Data extracted from a collection

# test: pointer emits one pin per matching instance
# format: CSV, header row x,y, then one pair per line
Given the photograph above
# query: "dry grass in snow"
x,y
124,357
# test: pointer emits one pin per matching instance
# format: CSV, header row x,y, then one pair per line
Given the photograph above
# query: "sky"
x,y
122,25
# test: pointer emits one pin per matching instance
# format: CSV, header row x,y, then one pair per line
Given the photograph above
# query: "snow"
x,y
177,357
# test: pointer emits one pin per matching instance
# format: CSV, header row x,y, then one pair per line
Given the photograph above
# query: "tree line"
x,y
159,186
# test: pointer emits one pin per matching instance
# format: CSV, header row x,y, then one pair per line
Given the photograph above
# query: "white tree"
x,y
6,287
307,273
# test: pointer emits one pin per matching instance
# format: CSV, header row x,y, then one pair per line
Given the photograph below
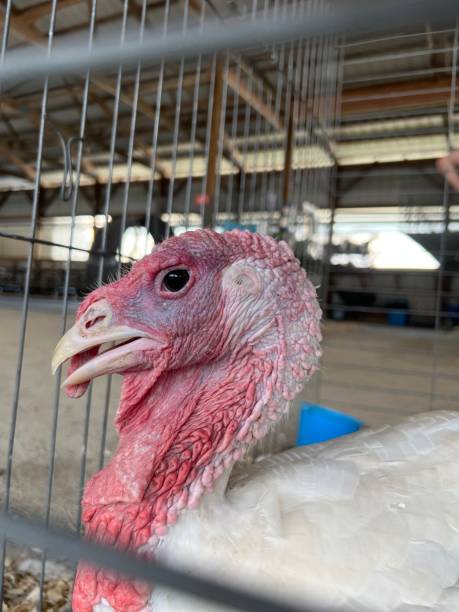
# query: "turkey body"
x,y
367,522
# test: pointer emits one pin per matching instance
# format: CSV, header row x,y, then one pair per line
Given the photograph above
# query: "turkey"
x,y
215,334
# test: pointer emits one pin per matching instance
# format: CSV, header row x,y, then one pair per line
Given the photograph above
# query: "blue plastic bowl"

> [WHAT IS EXPECTED]: Type out the entries again without a single change, and leave the pictures out.

> [ANSWER FOR THE TASK]:
# test: pointer emits one pin per matching instance
# format: CSV, header row x,y, then one pair per line
Given the photograph above
# query: "dry grass in snow"
x,y
124,357
# test: pointer emits one pin per matching instance
# format: CSV, header row x,y, then one pair per line
Given the photograph above
# query: "sky"
x,y
122,25
# test: pointer emits one pin per matching instance
# format: CSV, header row x,y, then one pair per line
Given the photograph above
# query: "snow"
x,y
177,357
# test: pointer emits one pin per matching instance
# format: CSV, header row x,y, then one pair per line
Given the photograph above
# query: "tree line"
x,y
159,186
# test: pointer emits one pin per matching instance
# format: CSV, header row x,y, then one pair per line
Given the photograph above
# query: "white tree"
x,y
6,287
307,273
# test: pointer emits one pin per matching instance
# format: CSV, header row x,y, then one pair per line
Given the photograph below
# query: "turkey body"
x,y
367,522
# test: pointer emits one pin per matching instance
# format: CSV, header row x,y, then one pair per line
Given the photograph above
# query: "turkey"
x,y
215,334
# test: pointer emits one pin per matching instance
# format: CSV, header row x,y, then one pair per line
Given the photograph above
# query: "blue plastic bowl"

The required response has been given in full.